### RECORDS SUPPLIED
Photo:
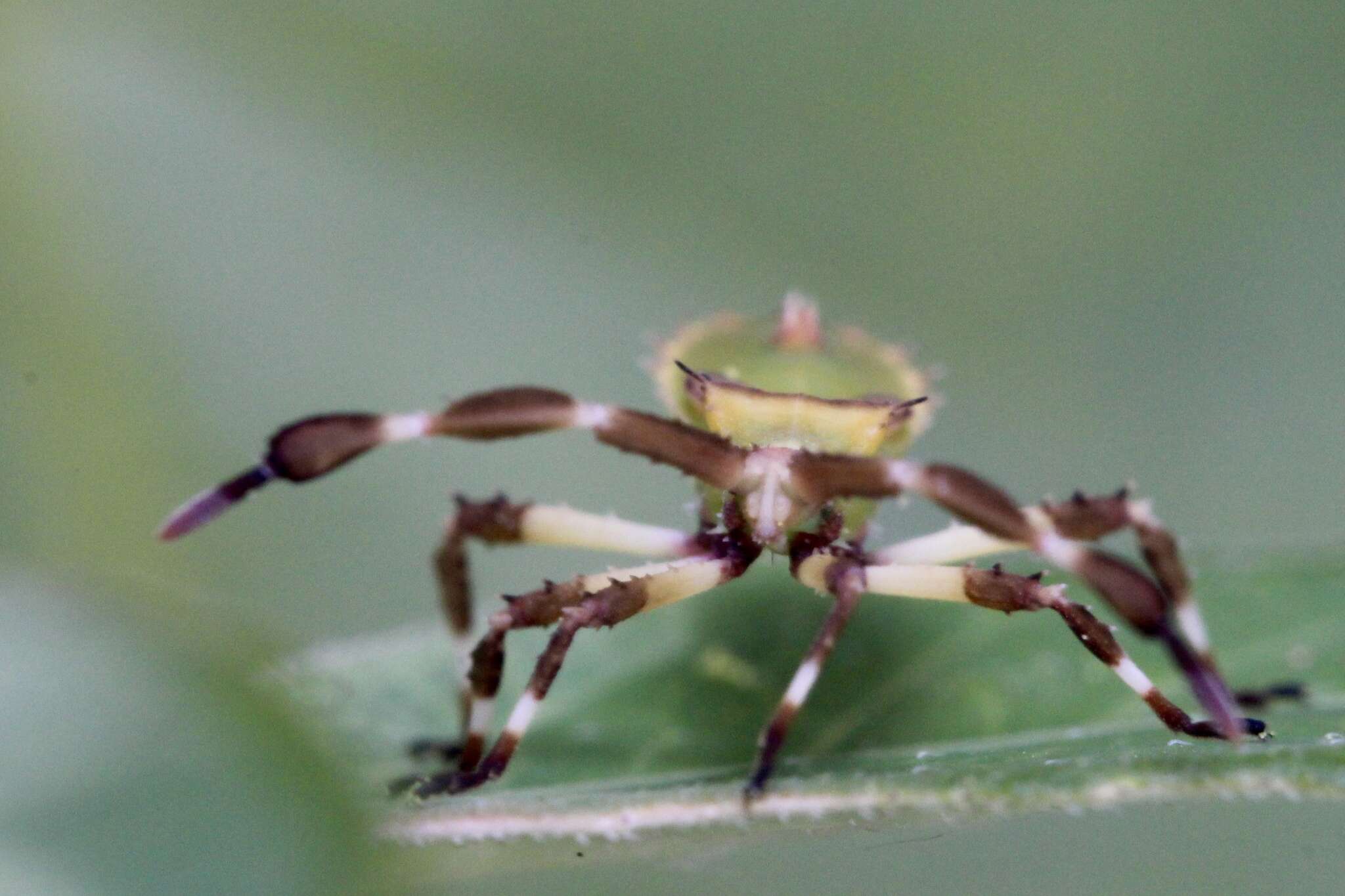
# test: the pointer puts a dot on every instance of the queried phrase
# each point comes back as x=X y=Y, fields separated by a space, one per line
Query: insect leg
x=502 y=522
x=998 y=590
x=1088 y=519
x=603 y=599
x=844 y=581
x=1142 y=602
x=314 y=446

### WHAT NEEDS TO BE DONE
The task calls for all records to be set down precisely, excluding any images.

### OUTPUT BELOW
Photo:
# test: the pointer puts a dot on every instance of the queried phrase
# each point comes back as x=X y=Y, fields separated by a space, one per line
Query: insect leg
x=502 y=522
x=998 y=590
x=1088 y=519
x=603 y=599
x=844 y=581
x=1142 y=602
x=314 y=446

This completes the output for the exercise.